◆ Your goal
Produce an exact copy of all the records.

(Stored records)
· · · ·
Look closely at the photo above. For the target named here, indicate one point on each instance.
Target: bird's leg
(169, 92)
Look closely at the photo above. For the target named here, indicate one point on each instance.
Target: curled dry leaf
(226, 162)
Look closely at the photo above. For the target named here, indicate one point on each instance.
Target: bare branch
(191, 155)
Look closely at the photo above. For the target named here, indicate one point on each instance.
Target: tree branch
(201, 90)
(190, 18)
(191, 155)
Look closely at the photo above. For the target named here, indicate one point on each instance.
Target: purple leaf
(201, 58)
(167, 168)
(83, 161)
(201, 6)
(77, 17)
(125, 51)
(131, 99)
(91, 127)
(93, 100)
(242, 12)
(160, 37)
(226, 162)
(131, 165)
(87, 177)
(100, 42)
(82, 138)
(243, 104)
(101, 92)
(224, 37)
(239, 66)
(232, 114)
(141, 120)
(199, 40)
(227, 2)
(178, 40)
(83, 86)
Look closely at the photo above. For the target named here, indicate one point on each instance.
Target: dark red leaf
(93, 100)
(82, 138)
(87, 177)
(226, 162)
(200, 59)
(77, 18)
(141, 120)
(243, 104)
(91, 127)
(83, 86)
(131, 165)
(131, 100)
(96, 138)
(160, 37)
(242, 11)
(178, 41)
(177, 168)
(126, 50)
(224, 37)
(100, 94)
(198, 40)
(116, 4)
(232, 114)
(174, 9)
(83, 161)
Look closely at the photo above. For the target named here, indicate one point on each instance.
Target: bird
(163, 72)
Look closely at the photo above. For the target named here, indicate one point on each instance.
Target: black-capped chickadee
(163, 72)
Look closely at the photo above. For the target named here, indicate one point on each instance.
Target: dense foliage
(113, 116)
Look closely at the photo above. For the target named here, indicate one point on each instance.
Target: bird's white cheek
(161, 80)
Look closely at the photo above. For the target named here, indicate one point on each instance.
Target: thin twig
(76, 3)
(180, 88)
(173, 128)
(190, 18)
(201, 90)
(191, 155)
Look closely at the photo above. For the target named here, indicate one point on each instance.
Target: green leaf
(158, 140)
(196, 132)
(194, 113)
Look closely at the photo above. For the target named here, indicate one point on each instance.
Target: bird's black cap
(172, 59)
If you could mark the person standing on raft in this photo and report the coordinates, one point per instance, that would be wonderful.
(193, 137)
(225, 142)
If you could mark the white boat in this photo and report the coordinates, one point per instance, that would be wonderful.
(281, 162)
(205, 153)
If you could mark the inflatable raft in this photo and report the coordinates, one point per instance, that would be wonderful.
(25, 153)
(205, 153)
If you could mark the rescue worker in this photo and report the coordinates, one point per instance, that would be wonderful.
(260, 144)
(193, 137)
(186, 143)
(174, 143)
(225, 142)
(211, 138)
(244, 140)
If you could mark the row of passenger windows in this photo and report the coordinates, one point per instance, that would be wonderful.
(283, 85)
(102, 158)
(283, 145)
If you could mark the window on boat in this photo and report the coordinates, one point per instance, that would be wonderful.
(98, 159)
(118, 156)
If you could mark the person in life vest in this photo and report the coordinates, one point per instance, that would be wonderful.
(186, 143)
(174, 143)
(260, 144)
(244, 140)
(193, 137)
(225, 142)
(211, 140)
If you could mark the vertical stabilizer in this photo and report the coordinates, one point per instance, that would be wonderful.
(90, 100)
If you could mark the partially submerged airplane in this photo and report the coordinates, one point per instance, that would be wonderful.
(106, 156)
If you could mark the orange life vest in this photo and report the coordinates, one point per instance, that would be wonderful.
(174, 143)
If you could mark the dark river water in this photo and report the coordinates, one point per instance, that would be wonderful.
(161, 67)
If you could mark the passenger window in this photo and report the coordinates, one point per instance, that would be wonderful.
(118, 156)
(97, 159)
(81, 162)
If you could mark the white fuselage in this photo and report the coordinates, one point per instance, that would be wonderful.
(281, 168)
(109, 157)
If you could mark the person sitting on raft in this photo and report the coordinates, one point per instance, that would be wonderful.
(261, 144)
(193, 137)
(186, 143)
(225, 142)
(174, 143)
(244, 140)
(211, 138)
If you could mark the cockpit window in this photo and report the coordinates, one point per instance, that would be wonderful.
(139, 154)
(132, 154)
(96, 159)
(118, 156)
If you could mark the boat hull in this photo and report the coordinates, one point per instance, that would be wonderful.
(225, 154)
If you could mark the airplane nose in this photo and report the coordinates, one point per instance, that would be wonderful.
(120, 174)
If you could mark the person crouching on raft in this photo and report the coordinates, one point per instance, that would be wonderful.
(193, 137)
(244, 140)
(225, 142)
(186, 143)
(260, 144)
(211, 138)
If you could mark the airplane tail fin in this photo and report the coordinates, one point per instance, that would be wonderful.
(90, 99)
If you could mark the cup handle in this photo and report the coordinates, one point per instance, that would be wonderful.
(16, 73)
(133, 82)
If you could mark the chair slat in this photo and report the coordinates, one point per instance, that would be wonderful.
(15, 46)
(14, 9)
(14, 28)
· · · ·
◆ Completed exercise
Look closely at the photo above. For the target named here, indicate one point on each instance.
Target: bird's leg
(169, 92)
Look closely at the photo above. For the target named here, indicate one point on each instance.
Target: curled dry leaf
(226, 162)
Look closely at the photo above. For the target named here, indicate one point on each instance.
Target: bare branch
(191, 155)
Look closely at the photo above. For the target named here, indicate one point on each instance.
Target: tree branch
(201, 90)
(190, 18)
(191, 155)
Look closely at the photo above. For the target named here, indicate one point on each instance.
Target: purple leaf
(201, 58)
(167, 168)
(83, 161)
(201, 6)
(77, 17)
(125, 51)
(131, 99)
(91, 127)
(93, 100)
(242, 12)
(160, 37)
(226, 162)
(131, 165)
(87, 177)
(100, 42)
(82, 138)
(243, 104)
(101, 92)
(224, 37)
(239, 66)
(232, 114)
(141, 120)
(199, 40)
(227, 2)
(178, 40)
(83, 86)
Look closely at the photo above. For the target named here, indicate one point on each instance.
Target: dark red leaf
(93, 100)
(82, 138)
(87, 177)
(226, 162)
(200, 59)
(77, 18)
(141, 120)
(243, 104)
(91, 127)
(83, 86)
(131, 165)
(131, 100)
(96, 138)
(160, 37)
(242, 11)
(178, 41)
(177, 168)
(126, 50)
(224, 37)
(100, 94)
(198, 40)
(116, 4)
(232, 114)
(174, 9)
(83, 161)
Look closely at the photo above. For the target named here, indicate one point on each instance.
Target: bird
(163, 72)
Look closely at the photo above. For the target named here, indicate one point on each instance.
Target: black-capped chickadee
(163, 72)
Look closely at the photo above. For the target named here, indicate one point on each instance.
Target: dense foliage
(113, 116)
Look closely at the photo above. For the target named here, indicate one point on each instance.
Target: bird's white cheek
(161, 80)
Look closely at the photo above. For the target named here, indicate one point on each instance.
Target: thin twig
(76, 3)
(180, 88)
(173, 128)
(190, 18)
(201, 90)
(191, 155)
Look closely at the photo above. For the target named here, indicate one point on each instance.
Target: green leaf
(158, 140)
(196, 132)
(194, 113)
Look closely at the photo above. For the target named here, indicate one point on each instance.
Target: bird's black cap
(172, 59)
If you could mark the person standing on raft in this photo and report the coordinates, one point per instance, that would be wonderful.
(193, 137)
(225, 142)
If you could mark the white boat in this photo and report the coordinates, one point per instance, that would be wonderful.
(281, 162)
(205, 153)
If you could mark the inflatable raft in this photo and report the coordinates, one point per instance, that would be wonderful.
(25, 153)
(205, 153)
If you could mark the rescue worker in this photo and report the coordinates, one point per instance, that would be wonderful.
(260, 144)
(193, 137)
(186, 143)
(174, 143)
(225, 142)
(211, 138)
(244, 140)
If you could mark the row of passenger windows in this photo and report the coordinates, one point per instance, that would be wonderful.
(283, 85)
(102, 158)
(283, 145)
If you could mark the window on boat in this photo and report the coordinates, one point per instance, that would be wonderful.
(98, 159)
(118, 156)
If you could mark the person in life vest in this photo and report the coordinates, one point per instance, that would be wonderful.
(186, 143)
(174, 143)
(260, 144)
(244, 140)
(193, 137)
(225, 142)
(211, 140)
If you could mark the vertical stabilizer in this photo and report the coordinates, one point per instance, that would be wonderful.
(90, 100)
If you could mark the partially submerged airplane in this photo and report the coordinates, one point per instance, that would be wonderful.
(106, 156)
If you could mark the orange life vest in this photo and report the coordinates, one point per instance, that would be wonderful.
(174, 143)
If you could mark the dark river water in this photo and report the coordinates, one point per instance, that would be wonderful.
(161, 67)
If you could mark the passenger window in this photo and report the coordinates, one point per instance, that would be wonderful.
(118, 156)
(97, 159)
(81, 162)
If you could mark the white fuselage in this photo and report the coordinates, one point per instance, that would be wonderful.
(281, 168)
(109, 157)
If you could mark the person sitting on raft in this photo and report the coordinates, one point per instance, that would be wonderful.
(261, 144)
(193, 137)
(186, 143)
(225, 142)
(174, 143)
(244, 140)
(211, 138)
If you could mark the cockpit window in this photo and report the coordinates, one point per instance, that would be wonderful.
(139, 154)
(132, 154)
(96, 159)
(118, 156)
If you could mark the boat hull in this photo and report the coordinates, one point per instance, that would be wonderful.
(225, 154)
If you could mark the airplane nose in this photo and report the coordinates, one point per instance, that would be wonderful.
(120, 174)
If you could mark the person crouching on raft in this photo and report the coordinates, one point per instance, that would be wonderful.
(193, 137)
(244, 140)
(225, 142)
(186, 143)
(260, 144)
(211, 138)
If you could mark the airplane tail fin in this photo and report the coordinates, one point per instance, that would be wonderful.
(90, 99)
If you could mark the cup handle in this photo and report the coordinates, one point per instance, that would be wonderful.
(16, 73)
(133, 82)
If you could mark the chair slat in this photo and report the coordinates, one point per instance, that would be wonderful.
(15, 46)
(14, 9)
(14, 28)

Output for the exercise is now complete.